EXTRACTED TEXT –
┌──
Around the same time that President Barack Obama was in Dallas for the memorial of the police officers killed in last week’s shooting, TCU head football coach Gary Patterson spoke to the Fort Worth Chamber of Commerce, addressing themes like race relations in athletics.

“I’ve been in this business for 34 years and I don’t see color,” he said.

Patterson spoke briefly about the Dallas shooting that killed five officers during a peaceful protest for the black men killed by police in Louisiana and Minnesota. He said his son is a rookie officer for the Fort Worth Police Department, patrolling the west side of Fort Worth.

Patterson said that no matter the person, society should focus on character, not race.

“The way I judge everything, especially even on my team, is there’s good and there’s bad,” he said. “What you try to do is you try to work on the bad and you try to enhance the good.”

Patterson spoke to about 280 business professionals and government leaders at the Chamber’s Annual Texas Christian University Football Preview luncheon on July 12. While he briefly discussed the Dallas shooting, he also talked about football – specifically, how his team is rebuilding after losing stars like quarterback Trevone Boykin and wide receiver Josh Doctson to the NFL.

Without Boykin, TCU’s quarterback frontrunners are sophomore Foster Sawyer and junior Kenny Hill, who transferred from Texas A&M last year. TCU fans have gotten used to Boykin’s fast-moving, dual-threat style in the past two years, but this year, Patterson said he’s not expecting the next quarterback to be a Boykin copy.
└──
TASKS –
[a] In the article on Gary Patterson's talk to the Fort Worth Chamber of Commerce, write out everything from "Patterson spoke briefly" down to "character, not race.".
[b] Resume the article on Gary Patterson's Chamber of Commerce talk, starting after its final sentence.
The lines that come next are from a separate source.

STORED DATA –
┌──
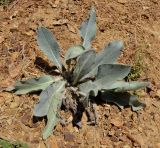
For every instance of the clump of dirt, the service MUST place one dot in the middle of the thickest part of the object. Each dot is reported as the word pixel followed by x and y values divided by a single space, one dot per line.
└──
ANSWERS IN ORDER –
[a]
Patterson spoke briefly about the Dallas shooting that killed five officers during a peaceful protest for the black men killed by police in Louisiana and Minnesota. He said his son is a rookie officer for the Fort Worth Police Department, patrolling the west side of Fort Worth.

Patterson said that no matter the person, society should focus on character, not race.

[b]
“You can’t make them somebody they’re not,” Patterson said. “We’re going to find the guy that can move our offense the best and score the most points and be a leader and get us where we need to get to.”

While the offense may be young, the defense is more experienced. Senior linemen like Josh Carraway and James McFarland are returning, as well as players like junior linebacker Travin Howard, senior safety Denzel Johnson and junior cornerback Ranthony Texada.

“Last year, the leaders were on our offensive group because of the amount of seniors that we had and the guys that played,” Patterson said. “This year, it’s shifted to the defensive side.”

But no matter which side of the ball the player is on, Patterson said that dealing with students between the ages of 18 and 22 is challenging. He said he hopes that players, regardless of their background, will consider what kind of reputation they’re building both on the field and in the real world.

“We deal with all walks of life – that’s the one thing coaches have always done,” he said. “As I said, my thing is about [trying] to help people get better. Good is good, and bad is bad. We’ve just got to keep moving forward in that direction.”